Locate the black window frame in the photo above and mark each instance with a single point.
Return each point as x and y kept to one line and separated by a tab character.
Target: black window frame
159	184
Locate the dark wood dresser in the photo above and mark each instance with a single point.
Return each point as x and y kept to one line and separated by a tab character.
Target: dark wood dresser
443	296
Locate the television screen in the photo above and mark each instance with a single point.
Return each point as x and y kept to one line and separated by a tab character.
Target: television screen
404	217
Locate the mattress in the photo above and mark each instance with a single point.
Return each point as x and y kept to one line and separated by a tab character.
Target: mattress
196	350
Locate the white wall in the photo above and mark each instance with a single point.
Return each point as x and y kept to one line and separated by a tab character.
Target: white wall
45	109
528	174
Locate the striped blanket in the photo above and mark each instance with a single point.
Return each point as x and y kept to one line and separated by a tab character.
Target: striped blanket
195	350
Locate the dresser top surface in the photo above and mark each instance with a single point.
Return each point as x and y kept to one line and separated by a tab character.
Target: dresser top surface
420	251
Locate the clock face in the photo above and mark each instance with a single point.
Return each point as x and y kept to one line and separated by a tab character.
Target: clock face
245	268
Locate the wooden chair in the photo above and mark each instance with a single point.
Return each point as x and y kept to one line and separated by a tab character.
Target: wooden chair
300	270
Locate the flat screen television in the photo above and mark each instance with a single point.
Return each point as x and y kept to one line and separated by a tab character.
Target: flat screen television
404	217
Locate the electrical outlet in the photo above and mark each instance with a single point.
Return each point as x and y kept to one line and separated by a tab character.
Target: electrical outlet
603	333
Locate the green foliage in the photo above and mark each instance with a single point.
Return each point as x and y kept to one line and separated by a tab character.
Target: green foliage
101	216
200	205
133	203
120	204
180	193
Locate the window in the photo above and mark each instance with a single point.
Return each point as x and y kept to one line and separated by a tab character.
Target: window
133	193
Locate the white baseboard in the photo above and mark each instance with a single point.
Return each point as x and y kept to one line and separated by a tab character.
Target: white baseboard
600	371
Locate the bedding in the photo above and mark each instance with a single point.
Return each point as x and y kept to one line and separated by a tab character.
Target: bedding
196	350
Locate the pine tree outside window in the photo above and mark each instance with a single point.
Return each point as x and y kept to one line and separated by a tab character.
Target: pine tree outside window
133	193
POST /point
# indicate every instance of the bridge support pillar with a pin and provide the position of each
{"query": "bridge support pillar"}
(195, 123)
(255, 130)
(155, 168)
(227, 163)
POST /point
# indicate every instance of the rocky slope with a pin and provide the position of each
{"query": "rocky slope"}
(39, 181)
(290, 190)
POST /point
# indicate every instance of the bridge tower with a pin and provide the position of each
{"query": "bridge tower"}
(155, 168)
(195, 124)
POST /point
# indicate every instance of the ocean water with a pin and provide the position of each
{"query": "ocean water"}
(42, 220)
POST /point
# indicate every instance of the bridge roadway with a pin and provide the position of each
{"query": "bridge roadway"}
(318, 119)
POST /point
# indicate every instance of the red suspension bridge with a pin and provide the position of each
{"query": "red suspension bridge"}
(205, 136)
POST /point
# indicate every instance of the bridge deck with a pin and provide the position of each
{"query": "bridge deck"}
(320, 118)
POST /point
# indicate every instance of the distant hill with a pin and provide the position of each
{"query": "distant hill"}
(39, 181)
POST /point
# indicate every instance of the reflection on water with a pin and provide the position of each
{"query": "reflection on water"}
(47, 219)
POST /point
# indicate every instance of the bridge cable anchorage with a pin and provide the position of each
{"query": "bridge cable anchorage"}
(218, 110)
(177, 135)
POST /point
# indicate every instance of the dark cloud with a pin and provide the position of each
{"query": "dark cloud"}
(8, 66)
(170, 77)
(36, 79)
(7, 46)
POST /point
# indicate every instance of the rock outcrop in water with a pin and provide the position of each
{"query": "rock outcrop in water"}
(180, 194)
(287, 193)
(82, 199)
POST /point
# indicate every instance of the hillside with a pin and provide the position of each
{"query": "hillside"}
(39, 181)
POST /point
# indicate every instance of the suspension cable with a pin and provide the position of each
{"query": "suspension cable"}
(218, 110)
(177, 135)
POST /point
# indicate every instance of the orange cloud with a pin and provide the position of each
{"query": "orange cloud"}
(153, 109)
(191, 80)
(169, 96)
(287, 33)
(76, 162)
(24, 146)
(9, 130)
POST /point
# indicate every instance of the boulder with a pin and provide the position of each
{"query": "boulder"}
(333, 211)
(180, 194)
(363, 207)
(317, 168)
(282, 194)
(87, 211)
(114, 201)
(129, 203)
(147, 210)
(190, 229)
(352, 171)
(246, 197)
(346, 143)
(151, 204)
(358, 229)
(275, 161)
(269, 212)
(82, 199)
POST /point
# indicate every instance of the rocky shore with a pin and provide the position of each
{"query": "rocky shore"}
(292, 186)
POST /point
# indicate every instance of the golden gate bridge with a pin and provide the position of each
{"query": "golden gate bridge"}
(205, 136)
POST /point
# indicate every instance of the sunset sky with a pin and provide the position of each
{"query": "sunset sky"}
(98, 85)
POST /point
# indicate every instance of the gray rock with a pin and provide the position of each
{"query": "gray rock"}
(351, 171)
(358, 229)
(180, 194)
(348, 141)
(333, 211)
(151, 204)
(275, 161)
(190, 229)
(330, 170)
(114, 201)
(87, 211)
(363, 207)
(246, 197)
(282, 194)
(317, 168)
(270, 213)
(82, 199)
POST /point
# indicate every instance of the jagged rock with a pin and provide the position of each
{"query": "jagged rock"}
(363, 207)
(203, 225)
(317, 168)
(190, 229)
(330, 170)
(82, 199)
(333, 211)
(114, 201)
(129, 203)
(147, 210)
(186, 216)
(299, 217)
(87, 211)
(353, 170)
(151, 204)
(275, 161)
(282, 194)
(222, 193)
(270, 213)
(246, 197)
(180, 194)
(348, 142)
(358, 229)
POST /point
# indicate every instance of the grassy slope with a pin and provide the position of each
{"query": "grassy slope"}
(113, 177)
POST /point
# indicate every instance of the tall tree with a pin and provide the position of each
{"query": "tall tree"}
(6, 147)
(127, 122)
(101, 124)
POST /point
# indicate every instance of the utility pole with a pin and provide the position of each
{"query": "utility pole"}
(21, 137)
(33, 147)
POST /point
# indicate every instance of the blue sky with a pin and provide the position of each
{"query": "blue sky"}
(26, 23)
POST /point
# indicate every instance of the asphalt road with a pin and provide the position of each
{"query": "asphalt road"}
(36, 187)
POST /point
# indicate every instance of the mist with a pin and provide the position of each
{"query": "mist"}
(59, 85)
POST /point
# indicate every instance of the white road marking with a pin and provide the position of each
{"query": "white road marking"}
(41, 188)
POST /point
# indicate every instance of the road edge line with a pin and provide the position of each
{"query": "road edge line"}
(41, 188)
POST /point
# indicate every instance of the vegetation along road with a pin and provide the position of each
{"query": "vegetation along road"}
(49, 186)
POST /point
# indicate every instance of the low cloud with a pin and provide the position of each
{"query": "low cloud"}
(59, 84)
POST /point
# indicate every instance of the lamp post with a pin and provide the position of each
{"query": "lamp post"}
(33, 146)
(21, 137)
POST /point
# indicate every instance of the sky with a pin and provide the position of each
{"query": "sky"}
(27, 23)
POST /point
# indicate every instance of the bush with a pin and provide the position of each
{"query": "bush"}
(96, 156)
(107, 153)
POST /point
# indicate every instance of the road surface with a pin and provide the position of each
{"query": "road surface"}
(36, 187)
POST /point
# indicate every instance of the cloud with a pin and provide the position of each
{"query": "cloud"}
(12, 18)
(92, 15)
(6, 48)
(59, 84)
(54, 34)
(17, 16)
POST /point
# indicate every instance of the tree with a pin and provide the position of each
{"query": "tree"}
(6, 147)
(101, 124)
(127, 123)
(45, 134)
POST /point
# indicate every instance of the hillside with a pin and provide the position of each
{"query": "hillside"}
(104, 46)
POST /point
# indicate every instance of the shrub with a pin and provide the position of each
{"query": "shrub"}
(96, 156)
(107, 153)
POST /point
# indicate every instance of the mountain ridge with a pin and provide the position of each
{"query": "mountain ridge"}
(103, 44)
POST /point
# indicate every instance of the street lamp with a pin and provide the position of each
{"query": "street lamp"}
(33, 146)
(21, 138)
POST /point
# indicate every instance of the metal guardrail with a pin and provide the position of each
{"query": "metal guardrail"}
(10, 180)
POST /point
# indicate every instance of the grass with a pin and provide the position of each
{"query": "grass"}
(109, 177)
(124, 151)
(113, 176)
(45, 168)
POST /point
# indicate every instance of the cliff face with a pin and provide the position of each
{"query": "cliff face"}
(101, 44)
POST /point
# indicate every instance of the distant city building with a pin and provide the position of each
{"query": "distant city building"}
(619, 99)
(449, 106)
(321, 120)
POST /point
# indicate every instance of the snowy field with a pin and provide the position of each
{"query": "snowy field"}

☆ ☆ ☆ ☆ ☆

Task to complete: Can you select and copy every line of the data above that contains the string "street"?

Task output:
# indicate every instance of the street lamp with a pin and provide the position of each
{"query": "street lamp"}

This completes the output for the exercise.